● Activity:
Exactly the lines from the one containing "the motorcycle rider" through the final line of the data are to be written out again, with nothing added.

Stored data entries
##############################

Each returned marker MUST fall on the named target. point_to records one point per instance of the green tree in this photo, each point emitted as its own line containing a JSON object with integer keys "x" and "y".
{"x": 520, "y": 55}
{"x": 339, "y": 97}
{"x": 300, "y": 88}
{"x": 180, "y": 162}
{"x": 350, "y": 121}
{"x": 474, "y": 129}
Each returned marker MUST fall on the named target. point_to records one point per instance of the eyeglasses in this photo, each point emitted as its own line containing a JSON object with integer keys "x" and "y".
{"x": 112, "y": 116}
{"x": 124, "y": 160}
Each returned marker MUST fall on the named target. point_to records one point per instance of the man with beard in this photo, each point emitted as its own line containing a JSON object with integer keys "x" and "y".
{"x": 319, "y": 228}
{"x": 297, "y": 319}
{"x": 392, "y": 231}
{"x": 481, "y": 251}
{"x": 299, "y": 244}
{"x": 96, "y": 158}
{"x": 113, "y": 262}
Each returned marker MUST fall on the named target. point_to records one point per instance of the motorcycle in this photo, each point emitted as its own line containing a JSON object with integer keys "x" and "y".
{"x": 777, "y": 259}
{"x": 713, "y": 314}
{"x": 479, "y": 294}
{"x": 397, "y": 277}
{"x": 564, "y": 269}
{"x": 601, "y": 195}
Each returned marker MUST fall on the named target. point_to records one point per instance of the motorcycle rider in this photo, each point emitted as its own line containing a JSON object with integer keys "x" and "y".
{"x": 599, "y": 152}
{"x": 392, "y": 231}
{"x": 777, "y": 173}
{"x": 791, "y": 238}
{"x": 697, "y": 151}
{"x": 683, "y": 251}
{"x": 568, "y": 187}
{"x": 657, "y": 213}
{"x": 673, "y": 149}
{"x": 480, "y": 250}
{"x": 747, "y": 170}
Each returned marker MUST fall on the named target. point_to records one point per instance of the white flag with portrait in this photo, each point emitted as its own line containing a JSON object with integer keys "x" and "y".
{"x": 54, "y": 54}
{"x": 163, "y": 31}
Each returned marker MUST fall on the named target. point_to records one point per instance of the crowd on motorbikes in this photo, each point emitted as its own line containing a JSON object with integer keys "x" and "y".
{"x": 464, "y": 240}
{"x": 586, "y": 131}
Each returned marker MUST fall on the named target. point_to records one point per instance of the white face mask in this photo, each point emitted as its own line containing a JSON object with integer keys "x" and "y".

##############################

● Answer space:
Each returned marker MUST fall on the named target. point_to records one point per instance of the motorcycle rider in this photo, each point emitted as its own line containing a JSON object with integer keys "x" and "y".
{"x": 599, "y": 152}
{"x": 392, "y": 231}
{"x": 777, "y": 173}
{"x": 791, "y": 238}
{"x": 697, "y": 151}
{"x": 683, "y": 251}
{"x": 568, "y": 187}
{"x": 657, "y": 213}
{"x": 673, "y": 149}
{"x": 480, "y": 250}
{"x": 747, "y": 170}
Each returned marker MUST fall on the named target. point_to records one point per instance of the white flag with portrait in this photo, each point emitted as its own line containing a JSON object with integer keys "x" and "y".
{"x": 54, "y": 54}
{"x": 163, "y": 31}
Each returned marker MUST fall on the named target. point_to records one point per instance of the crowd on motorbikes in this photo, each point emitted as its own line containing a JSON object with integer keys "x" and "y".
{"x": 464, "y": 240}
{"x": 586, "y": 131}
Each returned marker MUST fall on the named target. point_to records one point per instance of the white face mask in this photo, each point emitted as its own line containing a JSON object with integer keys "x" and "y".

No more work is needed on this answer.